PAGE EXCERPT »
= = = = =
Ron Chernow: The Founding Fathers Versus the Tea Party





[Ron Chernow is the author of “Alexander Hamilton” and the forthcoming “Washington: A Life.”]

LIKE many popular insurgencies in American history, the Tea Party movement has attempted to enlist the founding fathers as fervent adherents to its cause. The very name invokes those disguised patriots who clambered aboard ships in Boston Harbor in December 1773 and dumped chests of tea into the water rather than submit to the hated tea tax. At Tea Party rallies, marchers brandish flags emblazoned with the Revolutionary slogan “Don’t Tread on Me” while George Washington impersonators and other folks in colonial garb mingle with the crowds.

Many Tea Party candidates and activists have tried to seize the moral high ground by explicitly identifying with the founders. Sharron Angle, who is mounting a spirited run against Harry Reid for a Senate seat from Nevada with Tea Party support, bristled at Mr. Reid’s contention that she is overly conservative. “I’m sure that they probably said that about Thomas Jefferson and George Washington and Benjamin Franklin,” she protested. “And, truly, when you look at the Constitution and our founding fathers and their writings ... you might draw those conclusions: That they were conservative. They were fiscally conservative and socially conservative.”
= = = = =
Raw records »
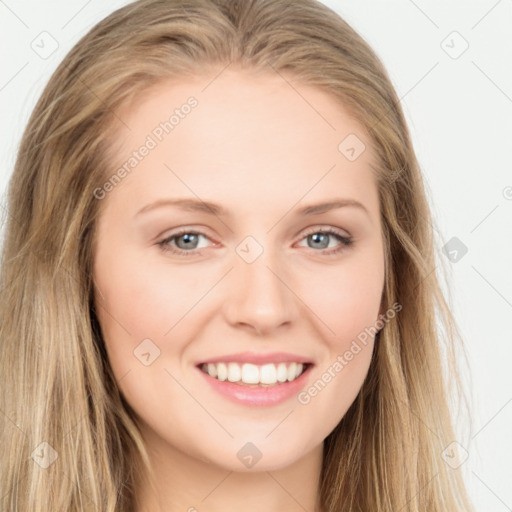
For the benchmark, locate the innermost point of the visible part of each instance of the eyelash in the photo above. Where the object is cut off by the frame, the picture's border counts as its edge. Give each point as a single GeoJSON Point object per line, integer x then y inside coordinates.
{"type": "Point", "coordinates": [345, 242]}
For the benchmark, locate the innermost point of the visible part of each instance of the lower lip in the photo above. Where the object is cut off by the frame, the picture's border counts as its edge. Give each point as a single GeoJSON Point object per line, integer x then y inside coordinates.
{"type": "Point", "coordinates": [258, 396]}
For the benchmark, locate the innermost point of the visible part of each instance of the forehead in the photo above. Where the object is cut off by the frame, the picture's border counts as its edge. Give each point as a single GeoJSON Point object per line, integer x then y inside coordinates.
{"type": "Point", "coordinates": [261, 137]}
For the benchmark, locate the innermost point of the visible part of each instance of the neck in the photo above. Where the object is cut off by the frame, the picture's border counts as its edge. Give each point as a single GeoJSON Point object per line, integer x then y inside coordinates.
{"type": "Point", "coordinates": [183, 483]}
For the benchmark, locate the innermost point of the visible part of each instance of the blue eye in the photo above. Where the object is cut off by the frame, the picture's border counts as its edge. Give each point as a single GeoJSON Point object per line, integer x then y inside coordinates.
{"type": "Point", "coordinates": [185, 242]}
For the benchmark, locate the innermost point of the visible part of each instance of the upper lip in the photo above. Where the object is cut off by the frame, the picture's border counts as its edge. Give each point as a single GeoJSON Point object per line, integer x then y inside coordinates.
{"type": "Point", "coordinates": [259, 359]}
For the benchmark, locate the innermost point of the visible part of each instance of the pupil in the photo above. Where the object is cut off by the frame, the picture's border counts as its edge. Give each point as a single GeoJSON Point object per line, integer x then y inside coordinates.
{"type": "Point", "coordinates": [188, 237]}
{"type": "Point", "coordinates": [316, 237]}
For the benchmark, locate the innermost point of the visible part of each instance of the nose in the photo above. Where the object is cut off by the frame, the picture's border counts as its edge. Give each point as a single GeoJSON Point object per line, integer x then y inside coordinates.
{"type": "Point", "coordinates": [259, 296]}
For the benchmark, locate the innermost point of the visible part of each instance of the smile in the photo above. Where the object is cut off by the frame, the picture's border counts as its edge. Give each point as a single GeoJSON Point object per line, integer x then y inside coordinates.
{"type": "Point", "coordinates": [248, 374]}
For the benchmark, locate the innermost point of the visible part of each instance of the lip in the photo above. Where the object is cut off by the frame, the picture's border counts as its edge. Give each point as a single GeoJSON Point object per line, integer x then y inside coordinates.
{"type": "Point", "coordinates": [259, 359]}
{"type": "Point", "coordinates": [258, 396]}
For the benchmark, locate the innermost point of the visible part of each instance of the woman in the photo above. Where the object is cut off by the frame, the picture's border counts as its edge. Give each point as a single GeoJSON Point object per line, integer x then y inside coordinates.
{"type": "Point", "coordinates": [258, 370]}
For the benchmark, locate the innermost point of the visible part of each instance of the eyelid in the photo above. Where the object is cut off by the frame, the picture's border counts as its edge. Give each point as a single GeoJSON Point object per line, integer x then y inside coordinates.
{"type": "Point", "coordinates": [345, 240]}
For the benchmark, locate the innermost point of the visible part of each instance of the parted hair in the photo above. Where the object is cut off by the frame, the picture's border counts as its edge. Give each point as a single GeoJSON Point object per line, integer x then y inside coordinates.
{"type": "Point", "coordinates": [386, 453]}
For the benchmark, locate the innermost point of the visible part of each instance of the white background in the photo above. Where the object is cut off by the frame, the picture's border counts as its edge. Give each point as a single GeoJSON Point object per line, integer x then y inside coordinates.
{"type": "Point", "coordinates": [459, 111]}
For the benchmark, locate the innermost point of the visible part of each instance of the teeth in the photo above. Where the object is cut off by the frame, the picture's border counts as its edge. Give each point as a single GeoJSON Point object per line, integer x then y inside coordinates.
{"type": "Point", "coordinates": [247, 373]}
= = = = =
DIRECTIONS » In the piece on the founding fathers and the Tea Party, in what month and year did disguised patriots dump chests of tea into Boston Harbor?

PROBLEM SOLUTION » December 1773